Directions for this task ▸ Rewrite the data below, changing every "localization head" to "detection head" and keeping everything else the same. Omit the pictures from your answer.

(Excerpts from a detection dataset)
= = = = = = =

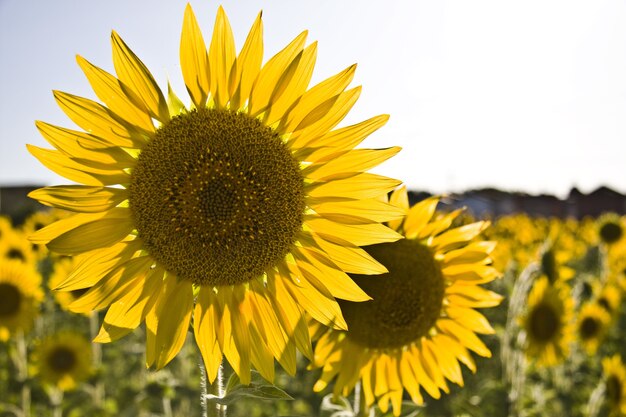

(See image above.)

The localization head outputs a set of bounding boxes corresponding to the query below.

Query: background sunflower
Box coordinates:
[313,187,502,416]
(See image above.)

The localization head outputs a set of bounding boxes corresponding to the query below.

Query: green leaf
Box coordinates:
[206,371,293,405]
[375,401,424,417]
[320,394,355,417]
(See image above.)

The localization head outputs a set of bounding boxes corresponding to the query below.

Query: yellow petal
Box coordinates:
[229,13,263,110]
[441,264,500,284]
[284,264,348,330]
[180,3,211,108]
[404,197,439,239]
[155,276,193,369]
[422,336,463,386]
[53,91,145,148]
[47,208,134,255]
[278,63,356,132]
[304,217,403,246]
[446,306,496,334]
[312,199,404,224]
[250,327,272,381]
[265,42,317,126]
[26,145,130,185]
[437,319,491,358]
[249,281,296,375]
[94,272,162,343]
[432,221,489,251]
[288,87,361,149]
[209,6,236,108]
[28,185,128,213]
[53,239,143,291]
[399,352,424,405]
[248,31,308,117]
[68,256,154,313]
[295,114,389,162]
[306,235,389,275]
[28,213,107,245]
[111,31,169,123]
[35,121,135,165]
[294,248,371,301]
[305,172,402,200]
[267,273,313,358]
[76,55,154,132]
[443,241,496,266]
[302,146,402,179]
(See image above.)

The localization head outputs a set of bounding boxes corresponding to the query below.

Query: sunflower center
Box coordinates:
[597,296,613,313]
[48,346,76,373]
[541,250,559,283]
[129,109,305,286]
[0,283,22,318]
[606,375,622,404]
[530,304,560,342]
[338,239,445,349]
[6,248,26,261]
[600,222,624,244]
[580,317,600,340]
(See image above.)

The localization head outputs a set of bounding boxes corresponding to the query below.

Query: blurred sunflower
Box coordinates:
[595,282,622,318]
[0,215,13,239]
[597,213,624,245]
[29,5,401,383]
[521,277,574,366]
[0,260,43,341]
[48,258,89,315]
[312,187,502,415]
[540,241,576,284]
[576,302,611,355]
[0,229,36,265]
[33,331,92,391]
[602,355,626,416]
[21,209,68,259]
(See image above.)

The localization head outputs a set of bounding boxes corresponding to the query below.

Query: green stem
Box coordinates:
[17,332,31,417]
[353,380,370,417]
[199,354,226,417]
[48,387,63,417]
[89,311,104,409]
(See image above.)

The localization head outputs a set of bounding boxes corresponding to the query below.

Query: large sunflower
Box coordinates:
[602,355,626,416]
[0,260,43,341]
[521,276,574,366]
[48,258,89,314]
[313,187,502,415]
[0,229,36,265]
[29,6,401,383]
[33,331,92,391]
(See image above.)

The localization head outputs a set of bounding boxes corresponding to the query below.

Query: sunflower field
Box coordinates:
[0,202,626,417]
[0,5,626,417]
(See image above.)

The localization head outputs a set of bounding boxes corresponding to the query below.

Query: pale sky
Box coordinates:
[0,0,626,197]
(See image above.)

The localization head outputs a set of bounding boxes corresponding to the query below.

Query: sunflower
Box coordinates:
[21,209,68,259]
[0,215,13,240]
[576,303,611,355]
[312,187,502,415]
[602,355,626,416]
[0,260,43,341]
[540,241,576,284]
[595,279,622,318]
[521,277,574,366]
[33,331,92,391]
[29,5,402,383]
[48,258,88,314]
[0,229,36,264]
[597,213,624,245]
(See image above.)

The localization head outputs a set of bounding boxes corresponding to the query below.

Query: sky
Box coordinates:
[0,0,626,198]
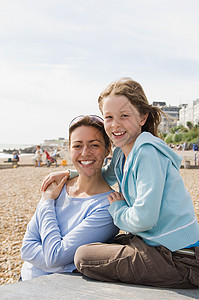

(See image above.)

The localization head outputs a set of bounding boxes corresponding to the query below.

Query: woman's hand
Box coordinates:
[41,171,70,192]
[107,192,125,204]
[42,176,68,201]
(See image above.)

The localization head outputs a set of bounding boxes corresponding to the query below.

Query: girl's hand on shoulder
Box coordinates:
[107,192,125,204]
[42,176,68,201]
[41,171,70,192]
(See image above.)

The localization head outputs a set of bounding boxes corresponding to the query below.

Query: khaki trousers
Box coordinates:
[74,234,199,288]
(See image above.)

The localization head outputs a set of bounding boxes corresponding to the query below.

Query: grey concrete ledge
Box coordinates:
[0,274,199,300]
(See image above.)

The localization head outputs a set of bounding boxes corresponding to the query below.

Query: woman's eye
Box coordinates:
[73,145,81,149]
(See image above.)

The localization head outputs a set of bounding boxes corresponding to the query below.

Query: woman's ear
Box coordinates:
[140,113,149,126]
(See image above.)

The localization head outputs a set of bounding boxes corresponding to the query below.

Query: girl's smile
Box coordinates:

= = = = = = =

Answer to this problem ▸
(See image above.)

The detection head outputs a set of bounding boxes corresponding to the query below.

Query: background sunflower
Box coordinates:
[313,187,502,416]
(See image above.)

The detection head outputs a set of bounding boxes corresponding to the query below.

Query: green leaf
Box coordinates:
[206,371,293,405]
[375,401,424,417]
[320,394,355,417]
(See image above.)

The detection head outputs a set of bounding boxes corresponding to the query below.

Query: yellow petal
Box coordinates:
[229,13,263,110]
[441,264,500,284]
[284,264,348,330]
[180,3,211,108]
[404,197,439,239]
[155,276,193,369]
[422,336,463,386]
[53,91,145,148]
[47,208,134,255]
[278,63,356,132]
[304,217,403,246]
[446,306,496,334]
[312,199,404,224]
[250,327,272,381]
[265,42,317,126]
[26,145,130,185]
[437,319,491,358]
[249,281,296,375]
[94,272,162,343]
[432,221,489,251]
[288,87,361,149]
[209,6,236,108]
[28,185,128,213]
[53,239,143,291]
[399,352,424,405]
[248,31,308,117]
[68,256,154,313]
[295,114,389,162]
[306,235,389,275]
[28,213,107,245]
[111,31,169,123]
[35,121,135,165]
[294,248,371,301]
[305,172,402,200]
[267,273,313,358]
[76,55,154,132]
[443,241,496,266]
[302,146,402,179]
(See image above.)

The detection head outputs a set of bounding boxes corresponding to the query below.

Query: sunflower center
Box coordinates:
[597,296,613,313]
[48,346,76,373]
[541,250,559,283]
[129,109,305,286]
[0,283,22,318]
[606,375,622,404]
[530,304,560,342]
[338,239,445,349]
[6,248,26,261]
[600,222,624,244]
[580,317,600,340]
(See image above.)

The detection head outputs a set of bounding boxes corresponding to the query below.

Query: blurred sunflower
Box coordinates:
[595,282,622,318]
[0,215,13,239]
[597,213,624,245]
[29,5,401,383]
[521,277,574,366]
[0,260,43,341]
[48,258,89,315]
[312,187,502,415]
[540,241,576,284]
[576,302,611,355]
[0,229,36,265]
[33,331,92,391]
[602,355,626,416]
[21,209,68,259]
(See image above.)

The detection head outputs a set of bounding boxes corresponding to the query below.

Query: green stem
Box coordinates:
[17,332,31,417]
[353,380,370,417]
[199,354,226,417]
[48,387,63,417]
[89,311,104,409]
(See image above.)

The detection head outputs a set of bounding boxes corresponding to the query below.

Query: large sunflower
Box coordinates:
[602,355,626,416]
[0,260,43,341]
[521,276,574,366]
[48,258,89,314]
[313,187,502,415]
[0,229,36,265]
[29,6,401,383]
[33,331,92,391]
(See image above.)

The detection head outputs a set of bounding boxes corresponding to the query below.

Query: sunflower field
Box coordinates:
[0,202,626,417]
[0,5,626,417]
(See image above.)

The detection head outputs a set of bounding boxes corresponding to the query below.

Query: pale sky
Box coordinates:
[0,0,626,197]
(See image above.)

The detection head outputs a set of bounding boxes corresponding to the query below.

Query: sunflower
Box coordinates:
[21,209,68,259]
[0,215,13,240]
[576,303,611,355]
[312,187,502,415]
[602,355,626,416]
[0,260,43,341]
[540,241,576,284]
[595,279,622,318]
[521,277,574,366]
[33,331,92,391]
[29,5,402,383]
[48,258,88,314]
[0,229,36,264]
[597,213,624,245]
(See image above.)

The detection head outputs a set of bounding boxes corresponding to the query below.

Query: sky
Box coordinates:
[0,0,626,198]

(See image above.)

The detection head outputs a set of bounding boxes corresponding to the query below.

Query: woman's hand
Box coordinates:
[41,171,70,192]
[107,192,125,204]
[42,176,68,201]
(See image above.)

The detection head outputs a set of bounding boxes corresponding to the query below.

Query: girl's hand on shoulder
Box coordinates:
[107,192,125,204]
[42,176,68,201]
[41,171,70,192]
(See image above.)

The detection head outputs a set of bounding boxes corresponding to the query below.

Query: khaki trousers
Box coordinates:
[74,234,199,288]
(See image above.)

The detection head outputs a set of bounding boxes corresponding to the query below.

Query: grey concrete ledge
Box coordinates:
[0,274,199,300]
(See image above.)

The detection head outputs a set of bounding boxes corresponding to the query below.

Query: woman's eye
Box coordinates:
[73,145,81,149]
(See image above.)

The detection head outputs a set of bounding boxes corresponding to the query below.

Query: woman's ear
Box coordinates:
[140,113,149,126]
(See image above.)

The detection head outputs a set of bounding boxes corresponding to the query below.

Query: girl's smile
Box coordinates:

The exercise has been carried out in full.